PROBLEMS TO WORK ON -
a - Decide whether each statement agrees with the SBC profits report, answering yes or no and quoting the text's deciding words: (i) SBC's second-quarter profits rose 11.9 percent. (ii) Analysts had a consensus estimate of 61 cents per share. (iii) SBC holds a 50 percent share of the Cingular joint venture.
b - Answer these questions from the SBC profits report:
(i) What price did SBC shares reach in morning trading?
(ii) By what percent did revenue from data services rise?
(iii) What was SBC's revenue in the first six months of the year?
c - Write out the passage of the SBC profits report that begins at the words "That topped the" and stops after "to $2.40 per share.".

To: Gene W who wrote (202)7/25/2001 3:20:25 PM
From: joarel  Respond to of 216
 
SBC Communications Profits Rise

SAN ANTONIO, Texas, Jul 25, 2001 (AP Online via COMTEX) -- SBC Communications Inc. said Wednesday that second-quarter profits rose 11.9
percent, beating Wall Street expectations with help from growth in wireless, long-distance and data services.

The onetime Bell System phone company said it earned $2.07 billion, or 61 cents per share, in the April-June period, up from $1.85 billion, or 54
cents per share, a year ago.

That topped the expectation of analysts surveyed by Thomson Financial/First Call, who had a consensus estimate of 57 cents per share.

In morning trading on the New York Stock Exchange, SBC shares rose 3.1 percent, or $1.27 a share, to $42.07.

Revenue rose 3 percent to $13.59 billion from $13.19 billion, including SBC's 60 percent share of the Cingular wireless phone joint venture with
BellSouth Corp.

SBC said it remains "cautious about the rest of the year, especially because of uncertainty about the U.S. economy.

SBC said it expects modest revenue growth and continues to estimate full-year operating earnings in the range of $2.35 to $2.40 per share.

The San Antonio-based company said revenue from data services rose 28 percent to $2.2 billion, Cingular's customer count grew about 3 percent and
long-distance customers jumped 27 percent over the first quarter.

In the first six months of the year, SBC earned $3.9 billion, or $1.15 a share, up from $3.7 billion, or $1.07 a share, a year ago. Revenue was
$26.73 billion, up from $25.75 billion a year ago.



To: Gene W who wrote (202)10/14/2002 11:37:03 PM
From: Jesica Dawnet  Respond to of 216
 
Buddy, you don't know what you are posting.

Region pointing data

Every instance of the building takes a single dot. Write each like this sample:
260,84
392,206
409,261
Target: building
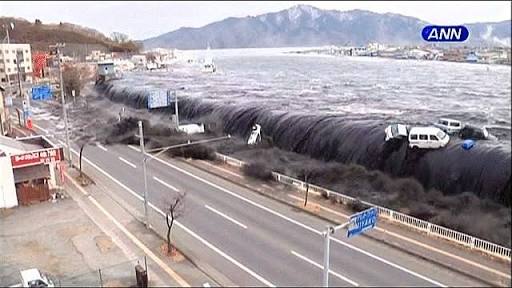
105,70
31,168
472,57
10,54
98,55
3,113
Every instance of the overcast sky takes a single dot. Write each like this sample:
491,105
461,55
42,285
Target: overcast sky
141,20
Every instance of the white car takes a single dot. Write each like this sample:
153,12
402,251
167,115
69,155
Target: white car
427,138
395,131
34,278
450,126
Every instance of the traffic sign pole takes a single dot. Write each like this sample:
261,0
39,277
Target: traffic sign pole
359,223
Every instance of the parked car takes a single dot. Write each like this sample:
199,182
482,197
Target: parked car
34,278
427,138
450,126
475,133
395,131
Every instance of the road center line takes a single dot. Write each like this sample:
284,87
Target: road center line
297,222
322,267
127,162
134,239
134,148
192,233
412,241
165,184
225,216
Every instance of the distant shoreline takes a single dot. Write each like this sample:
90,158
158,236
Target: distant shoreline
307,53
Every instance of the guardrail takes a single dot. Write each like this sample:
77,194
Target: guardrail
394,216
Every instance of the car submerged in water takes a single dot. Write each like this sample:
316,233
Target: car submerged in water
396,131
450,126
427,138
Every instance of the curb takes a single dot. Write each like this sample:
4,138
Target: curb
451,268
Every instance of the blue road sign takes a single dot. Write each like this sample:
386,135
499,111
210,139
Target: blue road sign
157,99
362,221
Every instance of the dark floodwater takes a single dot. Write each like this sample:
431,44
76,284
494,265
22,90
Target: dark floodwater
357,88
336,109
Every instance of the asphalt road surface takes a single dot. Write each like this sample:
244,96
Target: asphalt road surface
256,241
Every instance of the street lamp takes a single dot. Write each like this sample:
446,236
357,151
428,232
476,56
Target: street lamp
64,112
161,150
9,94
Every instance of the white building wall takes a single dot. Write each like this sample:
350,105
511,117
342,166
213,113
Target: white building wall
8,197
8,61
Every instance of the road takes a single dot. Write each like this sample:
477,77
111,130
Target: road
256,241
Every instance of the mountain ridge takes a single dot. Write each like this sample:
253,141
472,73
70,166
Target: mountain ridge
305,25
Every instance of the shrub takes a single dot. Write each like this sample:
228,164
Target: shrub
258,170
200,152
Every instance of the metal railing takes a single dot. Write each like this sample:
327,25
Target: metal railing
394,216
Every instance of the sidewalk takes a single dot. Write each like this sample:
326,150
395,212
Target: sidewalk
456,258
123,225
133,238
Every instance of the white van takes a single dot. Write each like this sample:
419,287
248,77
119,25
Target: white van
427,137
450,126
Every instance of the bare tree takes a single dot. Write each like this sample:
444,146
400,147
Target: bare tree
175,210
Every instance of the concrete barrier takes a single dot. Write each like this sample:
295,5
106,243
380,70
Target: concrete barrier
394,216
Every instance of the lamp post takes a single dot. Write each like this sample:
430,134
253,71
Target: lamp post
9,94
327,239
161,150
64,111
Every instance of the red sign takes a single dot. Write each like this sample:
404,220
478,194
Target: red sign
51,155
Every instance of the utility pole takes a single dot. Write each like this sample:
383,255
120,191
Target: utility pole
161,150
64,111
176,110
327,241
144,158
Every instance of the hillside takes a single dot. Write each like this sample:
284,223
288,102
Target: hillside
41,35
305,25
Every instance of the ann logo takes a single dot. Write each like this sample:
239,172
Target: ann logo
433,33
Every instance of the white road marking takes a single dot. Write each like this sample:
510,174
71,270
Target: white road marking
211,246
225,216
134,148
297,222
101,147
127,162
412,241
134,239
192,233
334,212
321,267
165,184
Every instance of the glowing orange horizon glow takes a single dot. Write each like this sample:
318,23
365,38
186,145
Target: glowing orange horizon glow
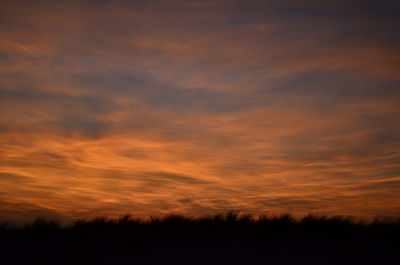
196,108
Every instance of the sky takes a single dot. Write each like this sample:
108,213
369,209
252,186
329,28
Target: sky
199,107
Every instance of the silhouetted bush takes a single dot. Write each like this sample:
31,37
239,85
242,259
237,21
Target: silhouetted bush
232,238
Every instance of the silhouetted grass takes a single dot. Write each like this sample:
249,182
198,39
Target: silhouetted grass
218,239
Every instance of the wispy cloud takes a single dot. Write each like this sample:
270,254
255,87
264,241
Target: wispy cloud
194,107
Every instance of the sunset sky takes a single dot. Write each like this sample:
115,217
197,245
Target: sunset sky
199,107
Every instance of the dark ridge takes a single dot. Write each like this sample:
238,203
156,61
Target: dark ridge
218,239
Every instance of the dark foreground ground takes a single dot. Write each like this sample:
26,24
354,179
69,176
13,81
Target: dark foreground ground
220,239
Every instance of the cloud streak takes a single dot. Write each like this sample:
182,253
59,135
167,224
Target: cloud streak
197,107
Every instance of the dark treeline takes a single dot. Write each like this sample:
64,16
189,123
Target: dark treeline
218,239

--

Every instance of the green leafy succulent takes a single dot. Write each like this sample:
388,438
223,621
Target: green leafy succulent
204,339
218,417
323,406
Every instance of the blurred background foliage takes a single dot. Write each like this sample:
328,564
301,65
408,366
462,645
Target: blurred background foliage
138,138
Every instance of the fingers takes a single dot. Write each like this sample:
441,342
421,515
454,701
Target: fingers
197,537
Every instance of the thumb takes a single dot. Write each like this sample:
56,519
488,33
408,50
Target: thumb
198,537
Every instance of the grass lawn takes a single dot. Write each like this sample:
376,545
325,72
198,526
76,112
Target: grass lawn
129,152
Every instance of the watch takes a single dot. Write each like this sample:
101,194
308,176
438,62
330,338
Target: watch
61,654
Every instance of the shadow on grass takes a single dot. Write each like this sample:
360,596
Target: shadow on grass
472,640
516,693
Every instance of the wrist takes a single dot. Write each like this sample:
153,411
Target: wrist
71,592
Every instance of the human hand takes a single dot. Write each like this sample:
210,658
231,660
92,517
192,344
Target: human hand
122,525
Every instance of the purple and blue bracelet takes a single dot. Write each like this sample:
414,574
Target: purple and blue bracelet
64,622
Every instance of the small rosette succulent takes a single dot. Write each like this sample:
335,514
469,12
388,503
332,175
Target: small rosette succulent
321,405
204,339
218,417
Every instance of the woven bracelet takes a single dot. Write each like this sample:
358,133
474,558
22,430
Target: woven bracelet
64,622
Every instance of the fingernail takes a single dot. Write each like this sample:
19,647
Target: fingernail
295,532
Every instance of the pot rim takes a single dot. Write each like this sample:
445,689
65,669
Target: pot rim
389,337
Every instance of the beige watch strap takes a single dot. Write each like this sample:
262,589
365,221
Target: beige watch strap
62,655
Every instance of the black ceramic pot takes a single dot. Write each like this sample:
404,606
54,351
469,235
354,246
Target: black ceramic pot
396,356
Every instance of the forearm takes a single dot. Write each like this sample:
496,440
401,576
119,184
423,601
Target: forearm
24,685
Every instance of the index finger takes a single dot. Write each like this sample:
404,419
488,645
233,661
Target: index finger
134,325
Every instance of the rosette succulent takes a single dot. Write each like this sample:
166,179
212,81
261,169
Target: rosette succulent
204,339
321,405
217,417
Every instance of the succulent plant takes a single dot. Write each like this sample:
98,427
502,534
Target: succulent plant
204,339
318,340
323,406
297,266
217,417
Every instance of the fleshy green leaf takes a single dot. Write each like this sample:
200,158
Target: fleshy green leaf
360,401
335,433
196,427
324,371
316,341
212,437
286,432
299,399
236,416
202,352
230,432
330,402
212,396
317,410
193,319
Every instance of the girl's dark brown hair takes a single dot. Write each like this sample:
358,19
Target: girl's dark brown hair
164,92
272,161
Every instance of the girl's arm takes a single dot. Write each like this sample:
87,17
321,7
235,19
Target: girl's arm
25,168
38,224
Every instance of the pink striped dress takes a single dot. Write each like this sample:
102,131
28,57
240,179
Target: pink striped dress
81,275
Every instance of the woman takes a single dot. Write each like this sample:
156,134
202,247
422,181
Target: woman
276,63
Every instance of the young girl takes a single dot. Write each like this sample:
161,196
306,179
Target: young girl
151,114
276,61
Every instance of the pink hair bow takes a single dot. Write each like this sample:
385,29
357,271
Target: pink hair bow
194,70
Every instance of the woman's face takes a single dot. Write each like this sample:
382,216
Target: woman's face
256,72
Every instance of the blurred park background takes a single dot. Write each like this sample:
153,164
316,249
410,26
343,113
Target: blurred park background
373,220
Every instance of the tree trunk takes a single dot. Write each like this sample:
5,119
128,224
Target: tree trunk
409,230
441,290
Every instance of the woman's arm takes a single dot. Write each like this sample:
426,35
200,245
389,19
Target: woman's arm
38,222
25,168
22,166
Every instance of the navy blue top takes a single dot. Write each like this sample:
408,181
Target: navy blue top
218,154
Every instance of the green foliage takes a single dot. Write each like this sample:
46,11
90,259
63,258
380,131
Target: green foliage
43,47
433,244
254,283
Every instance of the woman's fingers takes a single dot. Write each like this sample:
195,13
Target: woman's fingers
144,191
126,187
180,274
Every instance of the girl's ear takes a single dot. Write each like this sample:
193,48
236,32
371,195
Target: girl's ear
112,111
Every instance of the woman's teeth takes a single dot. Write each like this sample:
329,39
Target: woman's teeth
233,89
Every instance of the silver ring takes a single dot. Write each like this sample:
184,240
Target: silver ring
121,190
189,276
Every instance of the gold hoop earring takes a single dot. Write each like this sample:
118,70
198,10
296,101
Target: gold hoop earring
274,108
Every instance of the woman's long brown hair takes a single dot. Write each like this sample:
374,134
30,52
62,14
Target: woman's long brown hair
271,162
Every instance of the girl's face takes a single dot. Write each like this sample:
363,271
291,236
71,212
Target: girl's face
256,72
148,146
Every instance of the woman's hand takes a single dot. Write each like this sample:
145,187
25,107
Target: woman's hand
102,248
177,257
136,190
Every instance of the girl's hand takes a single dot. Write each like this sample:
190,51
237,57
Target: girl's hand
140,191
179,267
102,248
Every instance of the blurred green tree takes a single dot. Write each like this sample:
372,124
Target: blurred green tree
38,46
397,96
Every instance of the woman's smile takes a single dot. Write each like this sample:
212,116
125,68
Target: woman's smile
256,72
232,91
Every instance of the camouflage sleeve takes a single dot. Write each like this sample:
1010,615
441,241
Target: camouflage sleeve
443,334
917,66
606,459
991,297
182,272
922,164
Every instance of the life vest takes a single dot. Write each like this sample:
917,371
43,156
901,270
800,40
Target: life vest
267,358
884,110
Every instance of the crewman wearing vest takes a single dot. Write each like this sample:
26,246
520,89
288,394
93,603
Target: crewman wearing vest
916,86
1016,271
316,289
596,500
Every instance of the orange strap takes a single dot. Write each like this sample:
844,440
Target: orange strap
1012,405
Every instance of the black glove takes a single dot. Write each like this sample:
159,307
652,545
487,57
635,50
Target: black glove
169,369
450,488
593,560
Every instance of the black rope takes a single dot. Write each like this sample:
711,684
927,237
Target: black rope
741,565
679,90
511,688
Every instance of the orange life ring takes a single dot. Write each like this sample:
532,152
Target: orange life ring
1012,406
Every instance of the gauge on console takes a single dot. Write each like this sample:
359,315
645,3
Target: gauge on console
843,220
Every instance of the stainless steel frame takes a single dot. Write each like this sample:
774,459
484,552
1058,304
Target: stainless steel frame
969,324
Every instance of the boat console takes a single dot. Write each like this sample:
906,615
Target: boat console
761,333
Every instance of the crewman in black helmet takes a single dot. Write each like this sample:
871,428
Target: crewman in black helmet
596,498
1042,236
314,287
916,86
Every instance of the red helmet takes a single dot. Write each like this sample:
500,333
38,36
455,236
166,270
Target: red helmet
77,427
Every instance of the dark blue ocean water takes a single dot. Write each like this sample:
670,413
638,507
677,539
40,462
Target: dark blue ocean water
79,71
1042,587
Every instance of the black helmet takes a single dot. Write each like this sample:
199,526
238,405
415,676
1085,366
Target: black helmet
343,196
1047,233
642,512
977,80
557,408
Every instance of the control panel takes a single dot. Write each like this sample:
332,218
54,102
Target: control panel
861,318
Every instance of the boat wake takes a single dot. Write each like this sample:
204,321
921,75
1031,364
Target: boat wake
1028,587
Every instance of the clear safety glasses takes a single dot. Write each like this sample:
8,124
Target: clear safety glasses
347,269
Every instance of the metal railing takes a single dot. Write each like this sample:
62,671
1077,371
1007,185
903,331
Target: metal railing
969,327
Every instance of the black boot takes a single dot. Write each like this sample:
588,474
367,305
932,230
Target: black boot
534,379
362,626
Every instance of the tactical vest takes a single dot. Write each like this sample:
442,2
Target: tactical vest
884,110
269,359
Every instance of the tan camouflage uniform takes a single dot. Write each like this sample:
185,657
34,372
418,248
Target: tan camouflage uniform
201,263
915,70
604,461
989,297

==

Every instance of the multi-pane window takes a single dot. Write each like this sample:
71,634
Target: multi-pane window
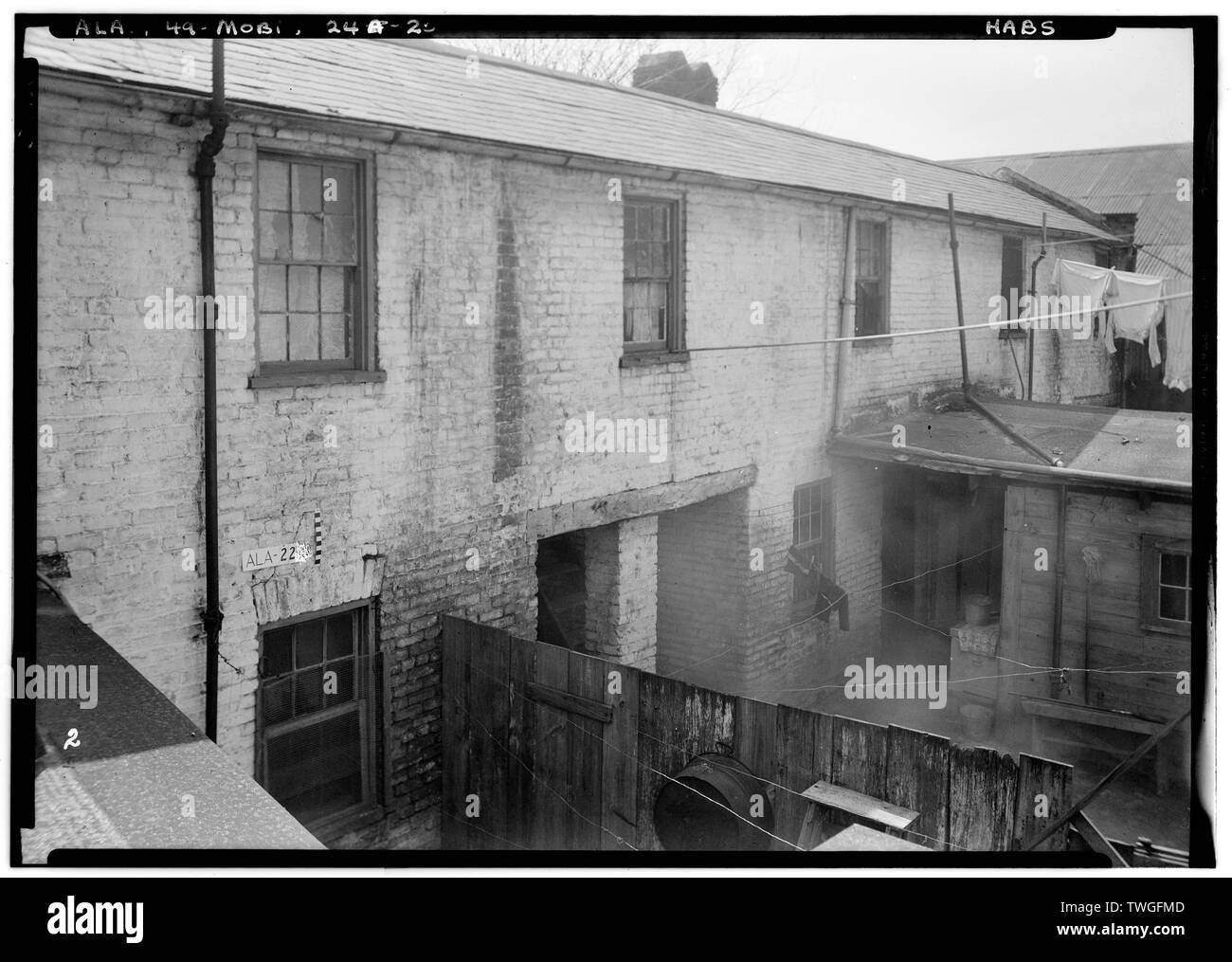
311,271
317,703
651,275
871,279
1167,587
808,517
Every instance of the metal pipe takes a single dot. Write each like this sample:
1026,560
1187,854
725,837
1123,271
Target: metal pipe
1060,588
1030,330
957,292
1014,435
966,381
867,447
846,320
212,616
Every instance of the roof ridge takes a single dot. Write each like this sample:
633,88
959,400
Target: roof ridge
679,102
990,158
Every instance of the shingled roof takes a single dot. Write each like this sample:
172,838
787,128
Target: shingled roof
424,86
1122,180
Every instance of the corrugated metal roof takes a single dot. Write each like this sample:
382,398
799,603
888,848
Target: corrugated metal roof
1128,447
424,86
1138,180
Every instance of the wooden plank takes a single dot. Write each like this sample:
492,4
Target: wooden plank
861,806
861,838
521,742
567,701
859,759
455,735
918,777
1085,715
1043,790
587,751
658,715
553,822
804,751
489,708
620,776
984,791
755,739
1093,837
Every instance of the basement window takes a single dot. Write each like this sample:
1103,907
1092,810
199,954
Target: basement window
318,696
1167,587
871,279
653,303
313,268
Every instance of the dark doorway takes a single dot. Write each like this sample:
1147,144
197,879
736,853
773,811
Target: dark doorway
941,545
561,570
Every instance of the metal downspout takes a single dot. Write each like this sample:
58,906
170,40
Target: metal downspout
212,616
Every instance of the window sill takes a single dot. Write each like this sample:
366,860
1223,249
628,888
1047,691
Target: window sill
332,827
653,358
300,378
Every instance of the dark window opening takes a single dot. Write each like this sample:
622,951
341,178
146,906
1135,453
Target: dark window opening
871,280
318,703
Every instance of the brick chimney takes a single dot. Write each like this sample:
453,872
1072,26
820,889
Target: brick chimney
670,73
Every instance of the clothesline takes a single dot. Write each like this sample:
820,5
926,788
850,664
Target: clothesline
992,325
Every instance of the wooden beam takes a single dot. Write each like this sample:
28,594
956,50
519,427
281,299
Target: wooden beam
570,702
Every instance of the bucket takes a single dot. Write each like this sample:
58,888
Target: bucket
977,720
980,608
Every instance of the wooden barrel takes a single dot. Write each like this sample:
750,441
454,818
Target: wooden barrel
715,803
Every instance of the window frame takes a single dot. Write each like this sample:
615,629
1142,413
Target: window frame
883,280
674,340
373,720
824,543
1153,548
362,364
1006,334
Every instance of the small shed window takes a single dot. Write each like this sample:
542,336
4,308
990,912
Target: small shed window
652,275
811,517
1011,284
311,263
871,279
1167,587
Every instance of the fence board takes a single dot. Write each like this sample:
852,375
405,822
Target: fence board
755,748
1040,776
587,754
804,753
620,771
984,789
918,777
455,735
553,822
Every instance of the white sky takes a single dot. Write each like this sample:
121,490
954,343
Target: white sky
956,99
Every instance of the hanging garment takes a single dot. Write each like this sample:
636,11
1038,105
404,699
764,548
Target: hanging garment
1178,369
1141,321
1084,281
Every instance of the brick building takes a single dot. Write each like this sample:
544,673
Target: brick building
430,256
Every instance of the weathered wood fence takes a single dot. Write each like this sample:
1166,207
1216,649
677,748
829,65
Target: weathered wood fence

PROBLEM SOLUTIONS -
a -
(i) Yes: "second-quarter profits rose 11.9 percent"
(ii) No: "a consensus estimate of 57 cents per share"
(iii) No: "SBC's 60 percent share of the Cingular wireless phone joint venture"

b -
(i) $42.07
(ii) 28 percent
(iii) $26.73 billion

c -
That topped the expectation of analysts surveyed by Thomson Financial/First Call, who had a consensus estimate of 57 cents per share.

In morning trading on the New York Stock Exchange, SBC shares rose 3.1 percent, or $1.27 a share, to $42.07.

Revenue rose 3 percent to $13.59 billion from $13.19 billion, including SBC's 60 percent share of the Cingular wireless phone joint venture with
BellSouth Corp.

SBC said it remains "cautious about the rest of the year, especially because of uncertainty about the U.S. economy.

SBC said it expects modest revenue growth and continues to estimate full-year operating earnings in the range of $2.35 to $2.40 per share.